### Metin parçası
Boys Don`t Cry - (Erkekler Ağlamaz) : Nebraska, Falls City`ye yeni gelen Brandon Teena, buradaki insanlar tarafından oldukça sevilir. Kadınlar ona bayılmaktadırlar. Onunla tanışan herkes, bu karizmatik yabancının saflığına tutulmaktadır. Ancak Falls City halkının bu yakın arkadaşının gizlediği bir sır vardır: O aslında insanların sandıkları kişi değildir.
Buradan 75 mil uzakta Lincoln`deyken Brandon Teena kendisini hayatı boyunca rahatsız etmiş olan bir bunalımla yaşamıştır. Pek çok genç gibi hatalar yapar fakat bu hatalar kendisine çok pahalıya paltlar. İstemeden yeni sevgilisi Lana ve onun pervasız arkadaşı John arasındaki sınırı aşınca, Brandon`un gizlediği sır bir vahşetle ortaya çıkar.
Kısa yaşamı boyunca Brandon Teena, ateşli bir aşık, toplum içinde sıkışmış kalmış bir yabancı, dışlanmış bir hayalperest, gözüpek bir hırsız ve vahşice işlenmiş bir suçun kurbanı olmuş trajik bir suçludur.
Not: Aşağıdaki yazı filmin gidişatı ile ilgili önemli bilgiler içermektedir. Filmi izlememişseniz dikkatli olun !!
1993 yılının sonlarına doğru, Nebraskanın güneydoğusundaki Falls City`de bir çiftlik evinde vahşice cinayetler işlenir. İlk başta açıklanması mümkün olmayan acımasız bir cinayet gibi gözüken olay, katillerin ve kurbanın gerçek hikayesinin ortaya çıkmasıyla hiç beklenilmeyen bir şekil alır. Ölenlerden birisi kasabaya kısa bir süre önce gelen fakat kısa süre içinde herkesin (özellikle bayanların) ilgisini kazanan Brandon Teena isimli bir gence aittir. Bu genç kimdir ve böyle bir cinayeti kışkırtacak ne yapmış olabilir.
Ortaya çıkar ki Brandon kendisinin ve etrafındaki insanların olmasını istediği kişi değildir. Kasaba ahalisi, bulunduğu kısa süre içinde bir çok genç kızın kalbini çalmış olan gözüpek delikanlı Brandon Teena`nın aslında Lincoln, Nebraska`dan gelen Teena Brandon isimli bir bayan olduğunu öğrendiklerinde şok olurlar. Teena Brandon kendisini kabul etmeyen bir toplumda sıkışmış kalmış bir yabancıyken, Brandon Teena genç kızların kalplerini çalan neşeli ve büyüleyici birisidir. Polisi, kasaba halkını en fazla şaşırtan şey bir insanın nasıl olup da birbiriyle tamamen zıt iki kişiliği bir arada taşıyıp aslında olmadığı bir cinsiyetle başkalarını etkilemeyi başarmasıdır.

### Veri kayıtları
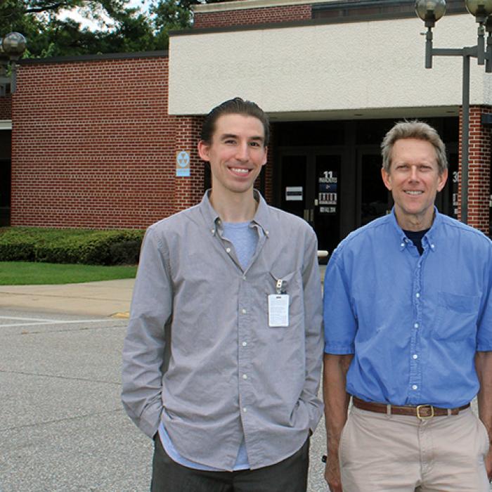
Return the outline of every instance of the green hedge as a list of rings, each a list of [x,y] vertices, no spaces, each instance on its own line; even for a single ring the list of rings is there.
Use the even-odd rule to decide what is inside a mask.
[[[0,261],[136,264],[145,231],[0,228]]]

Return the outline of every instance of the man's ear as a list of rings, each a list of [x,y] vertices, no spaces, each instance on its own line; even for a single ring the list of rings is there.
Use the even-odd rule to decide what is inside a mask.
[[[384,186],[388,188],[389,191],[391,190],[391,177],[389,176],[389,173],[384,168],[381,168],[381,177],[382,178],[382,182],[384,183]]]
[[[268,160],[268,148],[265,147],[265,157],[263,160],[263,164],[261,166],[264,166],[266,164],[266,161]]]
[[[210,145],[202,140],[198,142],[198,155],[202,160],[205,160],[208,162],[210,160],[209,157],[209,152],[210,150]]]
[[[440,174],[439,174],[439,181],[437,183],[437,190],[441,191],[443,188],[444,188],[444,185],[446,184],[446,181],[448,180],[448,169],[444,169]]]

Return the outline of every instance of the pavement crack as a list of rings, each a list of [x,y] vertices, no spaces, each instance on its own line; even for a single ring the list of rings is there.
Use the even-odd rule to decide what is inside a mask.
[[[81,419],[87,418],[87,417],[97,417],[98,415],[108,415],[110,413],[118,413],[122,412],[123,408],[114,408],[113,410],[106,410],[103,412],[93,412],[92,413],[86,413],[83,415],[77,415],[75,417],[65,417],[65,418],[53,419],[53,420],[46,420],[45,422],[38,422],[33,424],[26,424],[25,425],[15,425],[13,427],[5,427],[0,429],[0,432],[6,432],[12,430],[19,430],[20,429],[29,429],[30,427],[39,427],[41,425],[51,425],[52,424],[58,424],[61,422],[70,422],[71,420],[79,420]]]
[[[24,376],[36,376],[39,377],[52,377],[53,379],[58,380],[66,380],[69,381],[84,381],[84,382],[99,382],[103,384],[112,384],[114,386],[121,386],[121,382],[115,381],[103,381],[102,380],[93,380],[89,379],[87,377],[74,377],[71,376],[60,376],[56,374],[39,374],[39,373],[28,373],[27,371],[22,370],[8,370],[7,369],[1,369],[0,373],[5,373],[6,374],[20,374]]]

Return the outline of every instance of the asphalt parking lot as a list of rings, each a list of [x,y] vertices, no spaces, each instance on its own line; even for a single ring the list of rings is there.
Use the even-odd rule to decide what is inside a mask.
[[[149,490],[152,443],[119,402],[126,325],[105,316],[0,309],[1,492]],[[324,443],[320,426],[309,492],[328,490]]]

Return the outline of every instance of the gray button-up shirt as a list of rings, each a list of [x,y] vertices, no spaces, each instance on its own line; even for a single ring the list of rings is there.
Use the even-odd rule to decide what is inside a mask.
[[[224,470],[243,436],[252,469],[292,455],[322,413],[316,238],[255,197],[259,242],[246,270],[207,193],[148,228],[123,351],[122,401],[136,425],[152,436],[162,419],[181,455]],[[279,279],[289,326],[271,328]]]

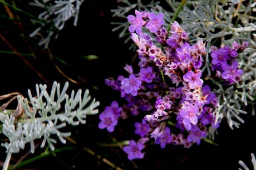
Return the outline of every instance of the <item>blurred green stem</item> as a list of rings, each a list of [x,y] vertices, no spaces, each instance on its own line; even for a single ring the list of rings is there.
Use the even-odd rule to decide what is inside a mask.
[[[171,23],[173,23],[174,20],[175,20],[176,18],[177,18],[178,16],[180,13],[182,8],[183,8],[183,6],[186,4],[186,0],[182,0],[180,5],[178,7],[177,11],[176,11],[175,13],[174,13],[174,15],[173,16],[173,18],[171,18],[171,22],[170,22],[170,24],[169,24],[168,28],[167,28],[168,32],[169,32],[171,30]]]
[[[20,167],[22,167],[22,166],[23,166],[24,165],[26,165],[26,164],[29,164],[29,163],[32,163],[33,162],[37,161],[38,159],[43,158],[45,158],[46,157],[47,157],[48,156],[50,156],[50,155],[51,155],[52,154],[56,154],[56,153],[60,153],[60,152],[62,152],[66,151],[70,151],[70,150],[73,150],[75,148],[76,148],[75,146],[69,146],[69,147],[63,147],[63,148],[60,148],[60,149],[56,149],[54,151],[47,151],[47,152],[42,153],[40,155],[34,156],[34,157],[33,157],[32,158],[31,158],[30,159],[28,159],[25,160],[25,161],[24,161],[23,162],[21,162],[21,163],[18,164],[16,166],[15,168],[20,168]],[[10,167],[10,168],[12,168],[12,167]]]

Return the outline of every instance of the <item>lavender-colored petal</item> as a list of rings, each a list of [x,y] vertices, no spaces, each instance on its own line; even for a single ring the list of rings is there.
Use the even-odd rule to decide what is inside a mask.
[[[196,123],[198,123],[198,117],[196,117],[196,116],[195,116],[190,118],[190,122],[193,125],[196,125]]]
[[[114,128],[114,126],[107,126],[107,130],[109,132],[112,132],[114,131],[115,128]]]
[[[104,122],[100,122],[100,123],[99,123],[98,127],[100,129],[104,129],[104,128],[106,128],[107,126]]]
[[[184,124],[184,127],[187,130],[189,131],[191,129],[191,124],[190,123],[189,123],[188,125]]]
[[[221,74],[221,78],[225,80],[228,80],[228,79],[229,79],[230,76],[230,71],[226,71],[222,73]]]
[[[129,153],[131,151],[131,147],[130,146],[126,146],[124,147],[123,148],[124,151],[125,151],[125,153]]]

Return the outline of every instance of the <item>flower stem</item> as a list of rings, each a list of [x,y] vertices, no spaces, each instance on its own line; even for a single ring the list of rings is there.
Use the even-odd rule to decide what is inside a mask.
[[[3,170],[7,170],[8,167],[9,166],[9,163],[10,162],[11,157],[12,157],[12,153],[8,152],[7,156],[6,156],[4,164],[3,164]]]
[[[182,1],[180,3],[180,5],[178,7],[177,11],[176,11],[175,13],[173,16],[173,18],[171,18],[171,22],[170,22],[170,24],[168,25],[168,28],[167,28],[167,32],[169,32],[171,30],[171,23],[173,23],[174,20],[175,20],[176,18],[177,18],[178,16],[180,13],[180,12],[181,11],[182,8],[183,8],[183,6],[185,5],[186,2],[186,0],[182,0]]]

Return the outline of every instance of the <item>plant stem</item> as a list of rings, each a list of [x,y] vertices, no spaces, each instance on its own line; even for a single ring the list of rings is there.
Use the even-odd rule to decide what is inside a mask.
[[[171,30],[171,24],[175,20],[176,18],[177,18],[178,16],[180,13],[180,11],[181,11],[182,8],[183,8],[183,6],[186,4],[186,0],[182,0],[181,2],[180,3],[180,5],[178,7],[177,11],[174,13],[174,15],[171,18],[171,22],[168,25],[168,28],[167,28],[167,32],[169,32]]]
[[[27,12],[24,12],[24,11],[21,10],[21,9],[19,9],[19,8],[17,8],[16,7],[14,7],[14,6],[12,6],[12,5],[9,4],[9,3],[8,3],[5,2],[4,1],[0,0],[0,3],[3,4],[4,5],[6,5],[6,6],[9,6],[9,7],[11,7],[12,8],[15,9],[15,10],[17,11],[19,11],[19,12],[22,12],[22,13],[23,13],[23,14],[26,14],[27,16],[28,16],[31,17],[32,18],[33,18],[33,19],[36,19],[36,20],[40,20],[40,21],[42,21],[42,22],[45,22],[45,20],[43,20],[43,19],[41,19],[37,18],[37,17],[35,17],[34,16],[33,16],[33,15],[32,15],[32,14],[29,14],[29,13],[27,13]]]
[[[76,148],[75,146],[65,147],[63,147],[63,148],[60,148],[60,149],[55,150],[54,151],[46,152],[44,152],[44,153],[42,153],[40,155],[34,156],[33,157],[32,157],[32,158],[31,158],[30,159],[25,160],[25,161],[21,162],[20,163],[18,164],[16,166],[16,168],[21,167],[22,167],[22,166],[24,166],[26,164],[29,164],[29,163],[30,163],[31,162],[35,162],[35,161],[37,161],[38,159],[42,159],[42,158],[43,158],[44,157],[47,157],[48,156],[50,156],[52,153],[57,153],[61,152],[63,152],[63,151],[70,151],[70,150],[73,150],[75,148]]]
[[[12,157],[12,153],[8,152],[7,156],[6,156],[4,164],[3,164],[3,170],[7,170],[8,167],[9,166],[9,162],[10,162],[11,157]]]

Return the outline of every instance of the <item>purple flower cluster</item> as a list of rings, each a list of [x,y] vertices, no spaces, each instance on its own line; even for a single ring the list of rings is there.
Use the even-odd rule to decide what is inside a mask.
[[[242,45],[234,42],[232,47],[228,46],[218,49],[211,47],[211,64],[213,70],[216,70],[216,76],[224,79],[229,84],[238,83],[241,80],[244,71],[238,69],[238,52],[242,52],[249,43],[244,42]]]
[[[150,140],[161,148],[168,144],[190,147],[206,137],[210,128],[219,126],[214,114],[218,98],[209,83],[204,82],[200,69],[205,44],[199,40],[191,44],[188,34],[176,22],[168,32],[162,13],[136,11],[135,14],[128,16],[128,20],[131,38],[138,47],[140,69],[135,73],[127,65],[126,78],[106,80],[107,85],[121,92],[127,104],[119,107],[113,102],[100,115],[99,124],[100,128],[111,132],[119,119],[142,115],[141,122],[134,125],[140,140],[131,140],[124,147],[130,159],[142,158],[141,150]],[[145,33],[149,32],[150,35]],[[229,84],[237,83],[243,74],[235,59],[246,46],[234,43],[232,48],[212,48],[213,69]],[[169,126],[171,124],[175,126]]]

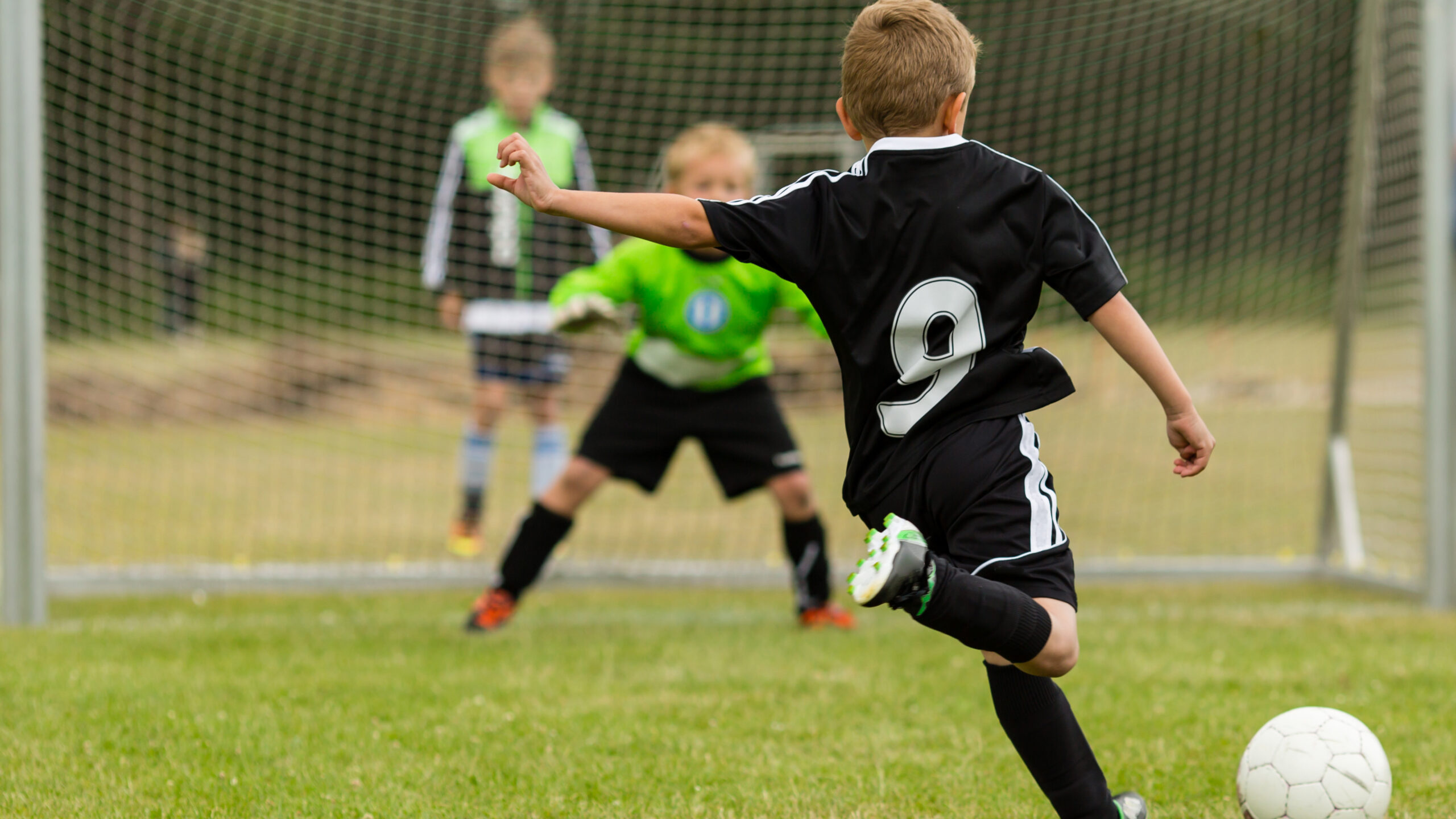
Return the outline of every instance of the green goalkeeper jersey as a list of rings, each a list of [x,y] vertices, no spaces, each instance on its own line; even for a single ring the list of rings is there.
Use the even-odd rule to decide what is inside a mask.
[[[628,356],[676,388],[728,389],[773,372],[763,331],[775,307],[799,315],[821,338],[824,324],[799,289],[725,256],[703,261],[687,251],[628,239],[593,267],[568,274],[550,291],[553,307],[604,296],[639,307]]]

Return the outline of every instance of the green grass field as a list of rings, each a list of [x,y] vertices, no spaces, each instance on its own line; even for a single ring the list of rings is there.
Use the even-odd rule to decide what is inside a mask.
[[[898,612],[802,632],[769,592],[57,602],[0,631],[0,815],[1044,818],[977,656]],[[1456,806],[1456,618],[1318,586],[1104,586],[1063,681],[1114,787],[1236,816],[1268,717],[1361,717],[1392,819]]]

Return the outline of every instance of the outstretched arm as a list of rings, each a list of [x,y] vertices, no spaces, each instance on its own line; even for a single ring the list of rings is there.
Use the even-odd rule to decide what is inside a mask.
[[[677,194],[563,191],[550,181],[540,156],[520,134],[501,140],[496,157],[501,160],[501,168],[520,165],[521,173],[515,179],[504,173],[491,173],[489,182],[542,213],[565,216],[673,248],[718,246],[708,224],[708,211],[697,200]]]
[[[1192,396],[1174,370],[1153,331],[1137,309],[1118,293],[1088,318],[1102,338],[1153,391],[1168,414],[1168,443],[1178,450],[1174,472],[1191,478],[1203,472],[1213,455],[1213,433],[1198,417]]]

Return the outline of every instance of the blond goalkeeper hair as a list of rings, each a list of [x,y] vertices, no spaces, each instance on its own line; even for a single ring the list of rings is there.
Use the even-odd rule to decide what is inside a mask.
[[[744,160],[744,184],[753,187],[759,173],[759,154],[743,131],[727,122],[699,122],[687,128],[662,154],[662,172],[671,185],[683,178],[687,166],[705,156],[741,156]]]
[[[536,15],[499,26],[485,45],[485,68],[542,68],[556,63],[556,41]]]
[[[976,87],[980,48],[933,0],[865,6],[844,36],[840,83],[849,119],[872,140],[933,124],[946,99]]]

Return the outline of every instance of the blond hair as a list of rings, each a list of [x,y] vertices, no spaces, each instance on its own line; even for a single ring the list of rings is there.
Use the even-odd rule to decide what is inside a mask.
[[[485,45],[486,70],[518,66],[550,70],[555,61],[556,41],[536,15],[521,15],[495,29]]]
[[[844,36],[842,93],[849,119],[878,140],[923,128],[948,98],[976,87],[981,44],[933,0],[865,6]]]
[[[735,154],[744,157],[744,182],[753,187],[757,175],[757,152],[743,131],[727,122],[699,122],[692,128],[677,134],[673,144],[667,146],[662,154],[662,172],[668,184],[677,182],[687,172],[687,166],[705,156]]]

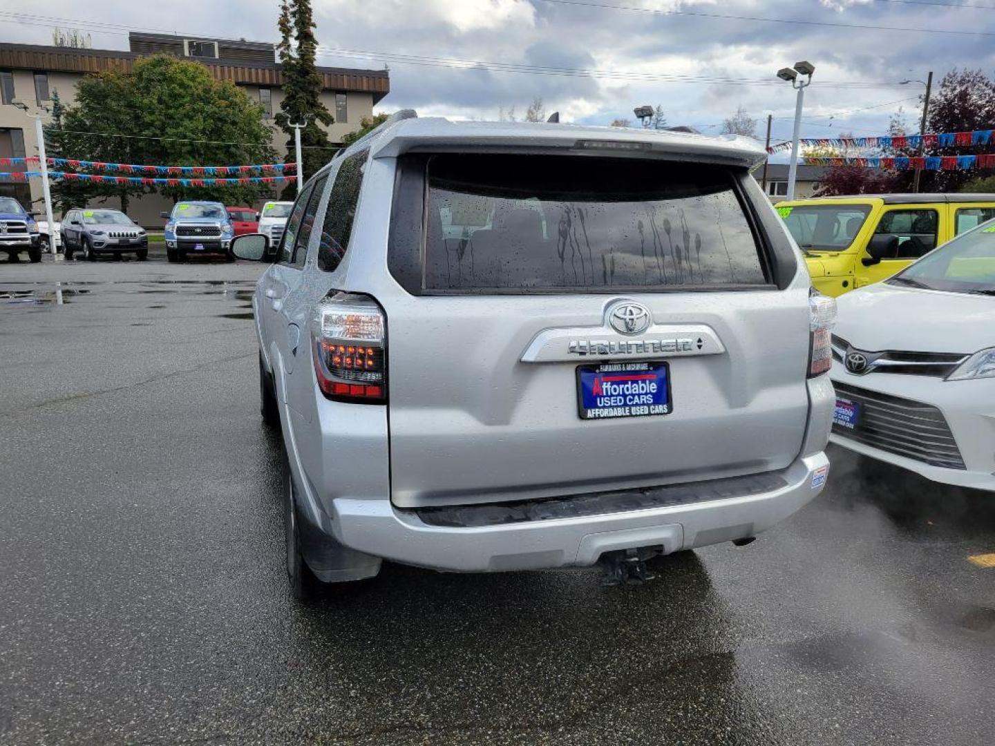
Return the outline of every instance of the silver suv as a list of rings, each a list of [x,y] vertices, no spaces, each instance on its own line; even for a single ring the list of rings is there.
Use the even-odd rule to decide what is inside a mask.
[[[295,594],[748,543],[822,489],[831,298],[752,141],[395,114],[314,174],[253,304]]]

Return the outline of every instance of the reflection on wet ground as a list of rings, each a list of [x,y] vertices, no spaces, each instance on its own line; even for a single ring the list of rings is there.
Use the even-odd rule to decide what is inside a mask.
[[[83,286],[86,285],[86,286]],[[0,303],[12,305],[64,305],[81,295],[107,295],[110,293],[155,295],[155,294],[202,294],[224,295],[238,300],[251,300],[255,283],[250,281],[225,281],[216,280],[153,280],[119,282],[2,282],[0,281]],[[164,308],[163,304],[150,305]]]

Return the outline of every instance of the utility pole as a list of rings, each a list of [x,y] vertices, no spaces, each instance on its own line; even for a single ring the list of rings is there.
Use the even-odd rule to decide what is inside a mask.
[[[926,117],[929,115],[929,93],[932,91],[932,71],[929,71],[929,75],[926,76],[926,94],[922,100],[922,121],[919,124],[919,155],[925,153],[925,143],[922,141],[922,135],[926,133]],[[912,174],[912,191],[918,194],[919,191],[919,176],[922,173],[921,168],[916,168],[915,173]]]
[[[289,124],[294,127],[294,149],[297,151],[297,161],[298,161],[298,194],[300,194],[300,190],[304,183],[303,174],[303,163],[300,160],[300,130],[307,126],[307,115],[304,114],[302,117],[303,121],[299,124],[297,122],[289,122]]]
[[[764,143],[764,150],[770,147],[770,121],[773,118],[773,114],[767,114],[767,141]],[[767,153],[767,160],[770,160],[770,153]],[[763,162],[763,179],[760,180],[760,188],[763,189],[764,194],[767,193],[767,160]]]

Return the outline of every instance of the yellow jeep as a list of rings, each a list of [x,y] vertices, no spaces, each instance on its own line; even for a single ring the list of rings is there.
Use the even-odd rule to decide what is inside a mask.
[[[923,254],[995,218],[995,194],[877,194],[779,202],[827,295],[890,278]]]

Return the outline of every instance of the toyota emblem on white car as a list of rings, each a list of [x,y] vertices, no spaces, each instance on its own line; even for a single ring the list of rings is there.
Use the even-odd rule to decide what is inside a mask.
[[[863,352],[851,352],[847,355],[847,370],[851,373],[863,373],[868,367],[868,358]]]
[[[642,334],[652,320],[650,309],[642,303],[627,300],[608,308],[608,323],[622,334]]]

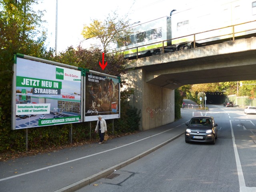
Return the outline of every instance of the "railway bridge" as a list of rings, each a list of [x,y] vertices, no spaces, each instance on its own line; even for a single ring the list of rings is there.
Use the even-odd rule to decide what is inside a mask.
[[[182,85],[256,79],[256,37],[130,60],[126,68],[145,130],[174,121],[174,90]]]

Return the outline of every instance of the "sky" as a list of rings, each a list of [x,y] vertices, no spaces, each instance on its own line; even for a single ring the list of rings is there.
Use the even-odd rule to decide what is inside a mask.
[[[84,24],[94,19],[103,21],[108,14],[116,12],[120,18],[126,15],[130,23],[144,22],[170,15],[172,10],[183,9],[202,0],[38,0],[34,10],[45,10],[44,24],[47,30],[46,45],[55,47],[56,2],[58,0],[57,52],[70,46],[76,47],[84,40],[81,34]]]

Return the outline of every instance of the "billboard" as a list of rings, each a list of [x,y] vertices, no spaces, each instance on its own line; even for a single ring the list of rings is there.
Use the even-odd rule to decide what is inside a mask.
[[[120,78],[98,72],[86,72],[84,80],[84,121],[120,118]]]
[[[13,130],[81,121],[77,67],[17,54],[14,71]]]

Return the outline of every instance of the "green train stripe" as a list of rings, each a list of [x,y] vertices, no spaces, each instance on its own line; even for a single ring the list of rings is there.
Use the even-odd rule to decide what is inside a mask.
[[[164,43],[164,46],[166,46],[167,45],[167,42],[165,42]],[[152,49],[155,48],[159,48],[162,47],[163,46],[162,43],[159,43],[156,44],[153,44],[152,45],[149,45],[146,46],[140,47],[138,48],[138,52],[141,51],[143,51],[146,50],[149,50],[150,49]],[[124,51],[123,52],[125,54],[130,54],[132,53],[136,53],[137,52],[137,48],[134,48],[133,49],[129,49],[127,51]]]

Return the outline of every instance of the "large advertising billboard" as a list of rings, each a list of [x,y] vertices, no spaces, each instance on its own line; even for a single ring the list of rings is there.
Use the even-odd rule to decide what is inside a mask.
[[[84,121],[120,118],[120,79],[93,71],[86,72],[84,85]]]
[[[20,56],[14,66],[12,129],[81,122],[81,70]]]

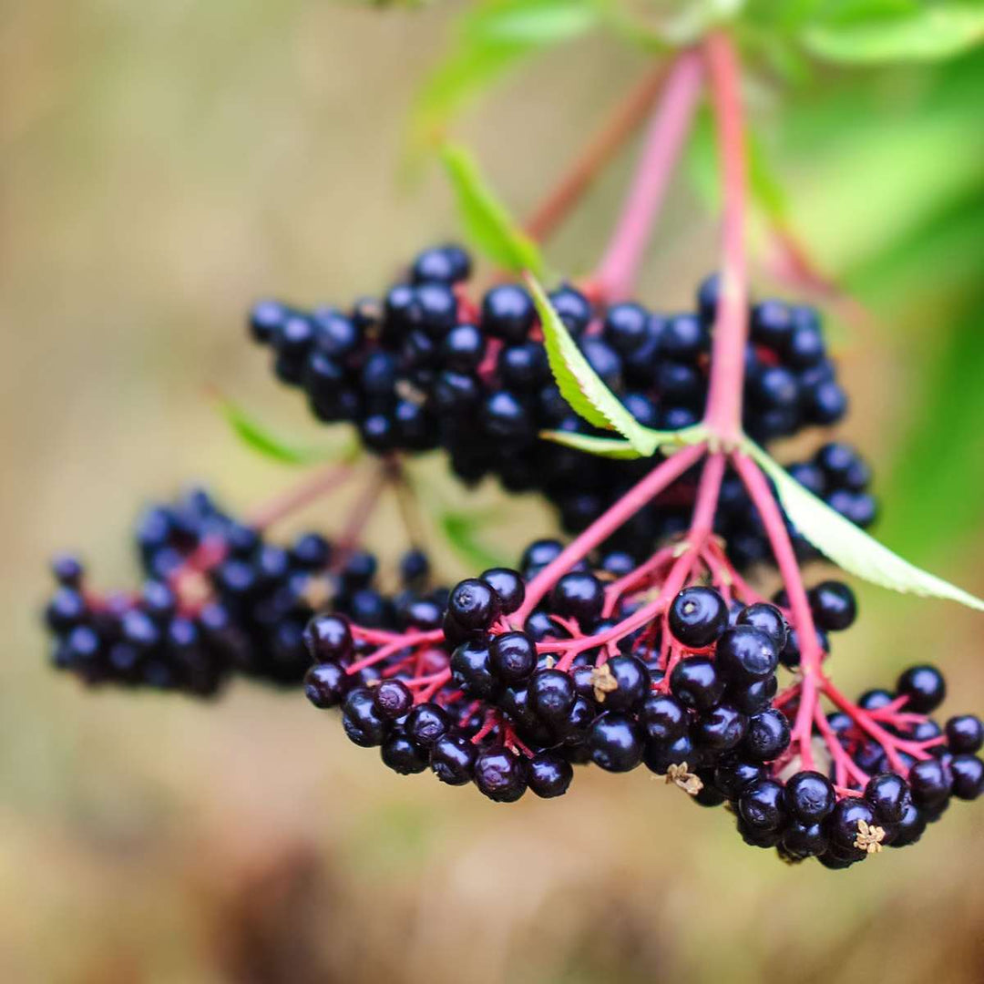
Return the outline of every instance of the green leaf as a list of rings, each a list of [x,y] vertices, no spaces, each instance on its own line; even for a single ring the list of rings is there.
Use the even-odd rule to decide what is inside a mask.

### Alıştırma amacı
Erkekler Ağlamaz özetinde "Kısa yaşamı boyunca" sözleriyle başlayıp "trajik bir suçludur." sözlerine kadar uzanan bölümün tamamını hiçbir değişiklik yapmadan kopyalayın.

### Nihai sonuç
Kısa yaşamı boyunca Brandon Teena, ateşli bir aşık, toplum içinde sıkışmış kalmış bir yabancı, dışlanmış bir hayalperest, gözüpek bir hırsız ve vahşice işlenmiş bir suçun kurbanı olmuş trajik bir suçludur.